TASK BRIEF: How many lines in the entries below contain the string "party"? Reply with the number alone.

[Contour annotation records]
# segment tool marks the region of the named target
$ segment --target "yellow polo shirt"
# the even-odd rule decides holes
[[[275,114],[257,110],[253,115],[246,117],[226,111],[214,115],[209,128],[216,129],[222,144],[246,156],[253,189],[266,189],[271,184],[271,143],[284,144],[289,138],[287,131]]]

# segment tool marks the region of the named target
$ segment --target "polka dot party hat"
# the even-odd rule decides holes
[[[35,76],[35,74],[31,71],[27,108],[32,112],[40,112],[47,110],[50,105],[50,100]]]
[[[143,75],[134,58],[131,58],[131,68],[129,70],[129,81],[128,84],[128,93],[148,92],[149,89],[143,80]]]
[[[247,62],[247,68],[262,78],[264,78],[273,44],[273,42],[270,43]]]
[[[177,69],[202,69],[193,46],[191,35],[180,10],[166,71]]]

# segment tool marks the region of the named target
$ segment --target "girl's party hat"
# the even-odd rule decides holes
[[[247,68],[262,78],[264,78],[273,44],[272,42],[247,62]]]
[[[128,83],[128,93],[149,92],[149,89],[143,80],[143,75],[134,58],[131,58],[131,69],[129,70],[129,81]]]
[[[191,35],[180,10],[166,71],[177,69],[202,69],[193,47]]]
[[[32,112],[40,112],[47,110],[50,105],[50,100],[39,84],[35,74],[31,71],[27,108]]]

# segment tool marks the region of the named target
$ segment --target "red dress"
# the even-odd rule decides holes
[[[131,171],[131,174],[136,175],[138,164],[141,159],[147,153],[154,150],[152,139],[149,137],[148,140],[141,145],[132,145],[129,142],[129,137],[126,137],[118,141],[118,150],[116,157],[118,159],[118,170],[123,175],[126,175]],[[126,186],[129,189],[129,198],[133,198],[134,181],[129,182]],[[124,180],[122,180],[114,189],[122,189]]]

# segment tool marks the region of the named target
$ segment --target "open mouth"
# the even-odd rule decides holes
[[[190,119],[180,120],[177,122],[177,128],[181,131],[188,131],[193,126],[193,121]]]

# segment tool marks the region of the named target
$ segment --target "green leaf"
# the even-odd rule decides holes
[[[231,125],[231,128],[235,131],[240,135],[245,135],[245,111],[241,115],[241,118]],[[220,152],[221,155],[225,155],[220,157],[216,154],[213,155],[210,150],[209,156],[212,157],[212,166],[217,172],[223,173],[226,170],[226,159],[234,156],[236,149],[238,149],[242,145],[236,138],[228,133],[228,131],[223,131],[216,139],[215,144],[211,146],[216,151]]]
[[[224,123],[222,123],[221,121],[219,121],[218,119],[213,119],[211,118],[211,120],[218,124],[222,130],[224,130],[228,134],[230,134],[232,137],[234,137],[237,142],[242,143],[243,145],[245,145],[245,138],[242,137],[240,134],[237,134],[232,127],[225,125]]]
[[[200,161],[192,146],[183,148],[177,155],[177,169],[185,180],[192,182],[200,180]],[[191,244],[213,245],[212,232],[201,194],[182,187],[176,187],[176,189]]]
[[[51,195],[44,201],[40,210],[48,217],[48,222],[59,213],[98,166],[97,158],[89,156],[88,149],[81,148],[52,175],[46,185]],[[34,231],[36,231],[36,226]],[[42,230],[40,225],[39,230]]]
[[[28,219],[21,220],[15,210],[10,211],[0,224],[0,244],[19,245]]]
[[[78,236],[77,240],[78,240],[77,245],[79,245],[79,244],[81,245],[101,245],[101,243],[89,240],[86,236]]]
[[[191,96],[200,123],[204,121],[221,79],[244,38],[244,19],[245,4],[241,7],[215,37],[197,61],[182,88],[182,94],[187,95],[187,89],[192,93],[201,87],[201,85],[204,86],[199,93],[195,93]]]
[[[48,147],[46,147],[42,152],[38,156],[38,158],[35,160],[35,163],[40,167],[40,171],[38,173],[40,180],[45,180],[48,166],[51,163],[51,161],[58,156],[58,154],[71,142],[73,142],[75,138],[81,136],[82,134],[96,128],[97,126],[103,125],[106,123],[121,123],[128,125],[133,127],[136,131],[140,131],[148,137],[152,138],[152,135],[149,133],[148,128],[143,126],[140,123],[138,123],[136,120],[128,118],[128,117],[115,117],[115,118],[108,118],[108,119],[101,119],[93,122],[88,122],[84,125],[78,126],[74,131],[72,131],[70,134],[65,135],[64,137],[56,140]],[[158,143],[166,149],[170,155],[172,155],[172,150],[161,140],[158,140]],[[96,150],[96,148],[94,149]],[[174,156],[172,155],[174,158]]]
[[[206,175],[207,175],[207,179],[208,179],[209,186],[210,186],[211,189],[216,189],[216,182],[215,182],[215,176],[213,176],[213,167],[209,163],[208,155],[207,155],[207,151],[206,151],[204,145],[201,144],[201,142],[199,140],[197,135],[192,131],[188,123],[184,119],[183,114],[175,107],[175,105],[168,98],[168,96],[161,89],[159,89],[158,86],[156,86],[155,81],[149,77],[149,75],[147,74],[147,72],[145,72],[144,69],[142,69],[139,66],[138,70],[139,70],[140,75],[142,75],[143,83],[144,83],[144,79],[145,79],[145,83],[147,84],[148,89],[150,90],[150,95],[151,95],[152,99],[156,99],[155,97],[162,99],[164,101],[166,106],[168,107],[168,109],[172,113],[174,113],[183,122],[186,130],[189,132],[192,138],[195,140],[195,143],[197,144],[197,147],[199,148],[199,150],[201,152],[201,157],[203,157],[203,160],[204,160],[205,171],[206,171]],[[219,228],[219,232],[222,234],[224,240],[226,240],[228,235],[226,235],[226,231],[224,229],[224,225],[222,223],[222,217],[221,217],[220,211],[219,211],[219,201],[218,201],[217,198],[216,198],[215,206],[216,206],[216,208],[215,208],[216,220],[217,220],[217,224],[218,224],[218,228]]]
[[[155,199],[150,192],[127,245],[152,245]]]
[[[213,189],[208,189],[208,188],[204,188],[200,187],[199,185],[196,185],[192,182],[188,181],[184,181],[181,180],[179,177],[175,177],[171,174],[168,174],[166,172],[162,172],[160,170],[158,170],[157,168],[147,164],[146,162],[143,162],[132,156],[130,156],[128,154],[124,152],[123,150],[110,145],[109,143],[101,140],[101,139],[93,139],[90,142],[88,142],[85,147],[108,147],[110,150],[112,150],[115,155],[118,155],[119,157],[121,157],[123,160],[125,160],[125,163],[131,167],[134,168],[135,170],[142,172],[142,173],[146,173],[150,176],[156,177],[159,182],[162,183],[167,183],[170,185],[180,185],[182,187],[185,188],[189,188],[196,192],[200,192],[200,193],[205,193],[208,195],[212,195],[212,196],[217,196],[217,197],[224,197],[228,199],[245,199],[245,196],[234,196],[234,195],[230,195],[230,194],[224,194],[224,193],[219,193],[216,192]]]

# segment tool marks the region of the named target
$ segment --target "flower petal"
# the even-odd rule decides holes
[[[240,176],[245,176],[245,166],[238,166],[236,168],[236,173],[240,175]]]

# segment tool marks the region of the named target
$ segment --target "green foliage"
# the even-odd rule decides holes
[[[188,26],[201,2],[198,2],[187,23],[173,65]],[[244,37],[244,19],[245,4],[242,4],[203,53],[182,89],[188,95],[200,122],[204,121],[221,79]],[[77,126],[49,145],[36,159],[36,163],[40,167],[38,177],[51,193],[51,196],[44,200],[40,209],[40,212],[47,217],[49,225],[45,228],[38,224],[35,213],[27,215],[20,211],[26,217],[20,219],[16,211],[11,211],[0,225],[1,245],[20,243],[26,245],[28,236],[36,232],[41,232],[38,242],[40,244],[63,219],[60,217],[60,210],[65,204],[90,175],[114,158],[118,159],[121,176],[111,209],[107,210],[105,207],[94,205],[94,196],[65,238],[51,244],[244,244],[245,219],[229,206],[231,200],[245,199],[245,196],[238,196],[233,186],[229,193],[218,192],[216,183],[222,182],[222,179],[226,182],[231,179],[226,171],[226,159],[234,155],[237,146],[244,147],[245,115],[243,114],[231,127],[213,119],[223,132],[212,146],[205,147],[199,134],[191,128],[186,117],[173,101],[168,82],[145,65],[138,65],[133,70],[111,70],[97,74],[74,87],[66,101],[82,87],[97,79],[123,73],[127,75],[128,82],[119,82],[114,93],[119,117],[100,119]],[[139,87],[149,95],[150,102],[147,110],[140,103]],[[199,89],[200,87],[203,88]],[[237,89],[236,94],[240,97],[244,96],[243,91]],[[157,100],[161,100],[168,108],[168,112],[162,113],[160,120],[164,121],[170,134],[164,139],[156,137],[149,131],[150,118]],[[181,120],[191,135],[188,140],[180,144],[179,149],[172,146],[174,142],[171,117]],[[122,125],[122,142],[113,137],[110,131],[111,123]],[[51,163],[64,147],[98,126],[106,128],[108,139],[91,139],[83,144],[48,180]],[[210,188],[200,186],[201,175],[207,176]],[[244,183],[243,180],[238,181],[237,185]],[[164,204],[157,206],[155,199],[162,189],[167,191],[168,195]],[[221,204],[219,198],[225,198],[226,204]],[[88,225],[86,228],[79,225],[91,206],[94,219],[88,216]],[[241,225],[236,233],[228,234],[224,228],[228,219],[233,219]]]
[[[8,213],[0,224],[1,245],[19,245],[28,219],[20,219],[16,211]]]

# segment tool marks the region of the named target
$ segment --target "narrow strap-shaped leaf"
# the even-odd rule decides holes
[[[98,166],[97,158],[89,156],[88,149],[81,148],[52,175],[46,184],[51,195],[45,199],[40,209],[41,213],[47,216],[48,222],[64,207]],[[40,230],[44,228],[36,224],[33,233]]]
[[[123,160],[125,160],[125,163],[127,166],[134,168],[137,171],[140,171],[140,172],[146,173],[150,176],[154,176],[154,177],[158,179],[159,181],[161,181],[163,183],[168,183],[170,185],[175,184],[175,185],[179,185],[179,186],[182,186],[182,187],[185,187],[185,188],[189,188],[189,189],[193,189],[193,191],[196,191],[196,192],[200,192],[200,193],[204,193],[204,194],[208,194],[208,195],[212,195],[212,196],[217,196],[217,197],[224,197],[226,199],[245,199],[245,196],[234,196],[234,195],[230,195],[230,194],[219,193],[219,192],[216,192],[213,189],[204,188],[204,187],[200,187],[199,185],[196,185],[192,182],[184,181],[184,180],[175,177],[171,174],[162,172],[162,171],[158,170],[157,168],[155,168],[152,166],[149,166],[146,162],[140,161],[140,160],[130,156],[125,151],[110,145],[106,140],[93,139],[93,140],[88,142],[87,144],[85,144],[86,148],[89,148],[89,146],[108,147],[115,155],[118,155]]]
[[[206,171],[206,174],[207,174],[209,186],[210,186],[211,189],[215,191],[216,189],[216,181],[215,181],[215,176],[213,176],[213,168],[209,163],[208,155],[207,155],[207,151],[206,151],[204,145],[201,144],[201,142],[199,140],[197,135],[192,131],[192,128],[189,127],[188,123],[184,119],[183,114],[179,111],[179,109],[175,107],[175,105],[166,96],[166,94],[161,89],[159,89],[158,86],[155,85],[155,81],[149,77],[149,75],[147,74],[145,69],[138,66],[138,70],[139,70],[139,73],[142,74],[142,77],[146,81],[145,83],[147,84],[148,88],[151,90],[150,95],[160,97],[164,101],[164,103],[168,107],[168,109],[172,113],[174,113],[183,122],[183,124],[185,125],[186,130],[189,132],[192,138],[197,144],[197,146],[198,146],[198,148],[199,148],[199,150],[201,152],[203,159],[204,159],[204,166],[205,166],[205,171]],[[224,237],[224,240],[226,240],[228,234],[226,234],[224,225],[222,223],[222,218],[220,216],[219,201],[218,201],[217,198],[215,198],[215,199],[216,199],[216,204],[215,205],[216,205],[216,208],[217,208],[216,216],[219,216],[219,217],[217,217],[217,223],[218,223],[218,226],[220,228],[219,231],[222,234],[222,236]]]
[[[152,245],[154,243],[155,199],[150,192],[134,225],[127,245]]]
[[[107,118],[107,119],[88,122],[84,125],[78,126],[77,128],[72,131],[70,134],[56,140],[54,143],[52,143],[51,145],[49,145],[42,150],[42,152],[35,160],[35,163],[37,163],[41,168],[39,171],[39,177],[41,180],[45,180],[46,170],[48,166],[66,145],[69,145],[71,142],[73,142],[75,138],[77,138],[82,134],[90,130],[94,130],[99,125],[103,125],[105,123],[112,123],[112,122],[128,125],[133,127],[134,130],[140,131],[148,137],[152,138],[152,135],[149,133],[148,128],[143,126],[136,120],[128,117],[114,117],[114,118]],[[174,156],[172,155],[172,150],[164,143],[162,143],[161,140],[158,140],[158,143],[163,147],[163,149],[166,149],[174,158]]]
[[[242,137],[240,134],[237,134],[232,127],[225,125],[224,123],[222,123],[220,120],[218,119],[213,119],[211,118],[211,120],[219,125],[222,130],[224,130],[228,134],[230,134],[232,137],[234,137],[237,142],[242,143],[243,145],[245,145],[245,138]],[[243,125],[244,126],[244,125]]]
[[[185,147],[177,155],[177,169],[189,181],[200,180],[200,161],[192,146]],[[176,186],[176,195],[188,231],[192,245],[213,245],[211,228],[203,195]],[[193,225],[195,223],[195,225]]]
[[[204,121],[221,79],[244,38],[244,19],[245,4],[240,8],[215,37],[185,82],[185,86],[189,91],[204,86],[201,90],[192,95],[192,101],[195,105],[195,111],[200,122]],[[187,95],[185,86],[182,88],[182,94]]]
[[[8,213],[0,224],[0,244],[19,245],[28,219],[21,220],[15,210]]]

FINISHED ANSWER: 2